◆ RECORD SET
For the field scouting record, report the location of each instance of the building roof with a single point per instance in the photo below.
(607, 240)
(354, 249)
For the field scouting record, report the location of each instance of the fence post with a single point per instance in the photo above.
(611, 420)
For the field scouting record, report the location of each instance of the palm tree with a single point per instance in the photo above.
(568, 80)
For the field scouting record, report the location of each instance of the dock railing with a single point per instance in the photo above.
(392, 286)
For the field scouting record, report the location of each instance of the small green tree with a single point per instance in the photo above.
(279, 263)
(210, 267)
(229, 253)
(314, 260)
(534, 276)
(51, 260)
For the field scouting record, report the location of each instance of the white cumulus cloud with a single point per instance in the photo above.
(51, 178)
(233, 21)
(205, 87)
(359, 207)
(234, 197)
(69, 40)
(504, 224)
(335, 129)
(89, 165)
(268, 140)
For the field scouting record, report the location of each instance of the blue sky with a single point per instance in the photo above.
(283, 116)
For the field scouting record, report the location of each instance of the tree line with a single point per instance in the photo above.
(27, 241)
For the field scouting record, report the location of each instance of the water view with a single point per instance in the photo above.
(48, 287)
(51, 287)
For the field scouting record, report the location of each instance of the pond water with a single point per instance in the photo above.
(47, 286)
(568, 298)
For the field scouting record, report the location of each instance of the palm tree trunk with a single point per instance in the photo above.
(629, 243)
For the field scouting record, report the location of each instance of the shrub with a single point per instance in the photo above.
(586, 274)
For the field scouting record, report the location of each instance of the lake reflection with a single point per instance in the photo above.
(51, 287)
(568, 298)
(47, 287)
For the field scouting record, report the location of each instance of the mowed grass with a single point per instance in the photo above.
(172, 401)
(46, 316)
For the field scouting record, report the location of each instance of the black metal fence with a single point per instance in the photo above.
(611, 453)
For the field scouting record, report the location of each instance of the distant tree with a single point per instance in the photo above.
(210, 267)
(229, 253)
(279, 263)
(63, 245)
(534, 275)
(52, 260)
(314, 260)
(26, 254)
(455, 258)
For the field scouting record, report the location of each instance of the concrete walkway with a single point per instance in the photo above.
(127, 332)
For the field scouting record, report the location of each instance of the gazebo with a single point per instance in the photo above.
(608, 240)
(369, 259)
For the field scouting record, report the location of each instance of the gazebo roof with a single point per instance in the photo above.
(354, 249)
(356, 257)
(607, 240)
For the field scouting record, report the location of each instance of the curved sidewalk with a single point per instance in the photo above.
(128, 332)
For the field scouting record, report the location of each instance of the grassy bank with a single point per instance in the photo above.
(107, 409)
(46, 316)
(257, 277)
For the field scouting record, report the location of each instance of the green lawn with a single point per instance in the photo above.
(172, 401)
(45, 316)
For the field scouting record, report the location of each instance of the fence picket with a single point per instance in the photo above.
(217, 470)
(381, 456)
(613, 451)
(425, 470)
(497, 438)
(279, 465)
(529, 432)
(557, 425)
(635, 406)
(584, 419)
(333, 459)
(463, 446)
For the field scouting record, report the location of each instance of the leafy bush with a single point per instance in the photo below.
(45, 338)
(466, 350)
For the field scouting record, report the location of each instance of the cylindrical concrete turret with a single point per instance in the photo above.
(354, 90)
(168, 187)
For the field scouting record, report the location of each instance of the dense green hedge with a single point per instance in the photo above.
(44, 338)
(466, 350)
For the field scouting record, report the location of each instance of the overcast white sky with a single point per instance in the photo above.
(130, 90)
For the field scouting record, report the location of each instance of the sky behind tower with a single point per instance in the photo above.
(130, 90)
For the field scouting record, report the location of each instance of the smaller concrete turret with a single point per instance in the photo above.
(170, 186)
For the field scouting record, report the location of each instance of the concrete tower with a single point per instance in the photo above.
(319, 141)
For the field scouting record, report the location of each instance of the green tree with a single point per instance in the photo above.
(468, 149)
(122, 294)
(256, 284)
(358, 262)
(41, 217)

◆ WHAT YOU HAVE TO DO
Please copy out every entry word for word.

◆ EXERCISE OUTPUT
For the field scouting record, report the location of each instance of the building roof with a single point per instance in the photo below.
(607, 240)
(354, 249)
For the field scouting record, report the location of each instance of the fence post with a single point per instance in the photo above.
(611, 420)
For the field scouting record, report the location of each instance of the palm tree with a single point per instance in the photo above.
(568, 80)
For the field scouting record, report the location of each instance of the dock railing with a single point per instance in the photo above.
(392, 286)
For the field scouting record, report the location of each instance of the small green tree with a single point per instance in the photo above.
(279, 263)
(210, 267)
(229, 253)
(314, 260)
(534, 276)
(51, 260)
For the field scouting record, report the location of each instance of the white cumulus cloud with a single point per instance in the photo above.
(51, 178)
(233, 21)
(205, 87)
(359, 207)
(234, 197)
(69, 40)
(504, 224)
(335, 129)
(89, 165)
(268, 140)
For the field scouting record, report the location of each instance of the blue sky with a single point per instance in the photo above.
(283, 116)
For the field scouting record, report the location of each instance of the tree line with a single point per instance in the photo above.
(27, 241)
For the field scouting record, report the location of each instance of the water view with a single point per instance in the photo above.
(48, 287)
(51, 287)
For the field scouting record, report the location of each instance of the pond water with a single point per instance in the photo above.
(47, 286)
(568, 298)
For the field scouting record, report the location of each instance of the palm tree trunk with a single point per instance in the photo above.
(629, 243)
For the field scouting record, report the location of each instance of the shrub with a single point per instance in the photo above.
(586, 274)
For the field scouting record, report the location of each instance of the lake reflection with a single point per instance in the photo above.
(51, 287)
(568, 298)
(47, 287)
For the field scouting record, report the location of each instance of the mowed grass with a single point per instance in the photo above.
(172, 401)
(46, 316)
For the field scouting record, report the location of each instance of the black metal fence with a single point per instance in the photo above.
(611, 453)
For the field scouting record, report the location of each instance of the distant tree with a single point per instance in the photo above.
(210, 267)
(229, 253)
(279, 263)
(63, 245)
(534, 275)
(52, 260)
(314, 260)
(26, 254)
(455, 258)
For the field scouting record, report the location of each instance of the concrete walkway with a single point per instance in the photo above.
(127, 332)
For the field scouting record, report the location of each instance of the gazebo with a single point per instance in the photo above.
(608, 240)
(369, 259)
For the field scouting record, report the location of each instance of the gazebo roof with a single point per instance in the photo above.
(354, 249)
(356, 257)
(607, 240)
For the field scouting record, report the location of each instance of the curved sidewalk with a single point per instance in the photo above.
(128, 332)
For the field scouting record, report the location of each instance of the grassy bank with a single point per instance in the photo above.
(107, 409)
(46, 316)
(257, 277)
For the field scouting record, report the location of each instance of the green lawn with a single point per instance in the photo above.
(172, 401)
(45, 316)
For the field scouting record, report the location of each instance of the fence picket with a single point per instance in the photo above.
(217, 470)
(381, 456)
(613, 451)
(425, 470)
(497, 438)
(279, 465)
(529, 432)
(557, 425)
(635, 406)
(584, 419)
(333, 459)
(463, 446)
For the field scouting record, report the location of each instance of the leafy bush with a single point per instance in the photo below.
(45, 338)
(466, 350)
For the field scouting record, report the location of each instance of the cylindrical concrete turret with a single point per instance in the photo above.
(354, 90)
(168, 187)
For the field scouting record, report the location of each instance of the dense green hedge with a single point per instance in the photo above.
(44, 338)
(466, 350)
For the field scouting record, report the location of each instance of the overcast white sky with a single point per instance in the photo above.
(130, 90)
For the field scouting record, report the location of each instance of the sky behind tower with a single point per instance in the photo above.
(130, 90)
For the field scouting record, report the location of each instance of the smaller concrete turret with a single point per instance in the photo above.
(170, 186)
For the field scouting record, report the location of each instance of the concrete tower with a single point per instance in the photo above.
(319, 141)
For the field scouting record, report the location of each instance of the green tree with a single point per instance in the photo above.
(468, 149)
(122, 294)
(256, 284)
(358, 262)
(41, 217)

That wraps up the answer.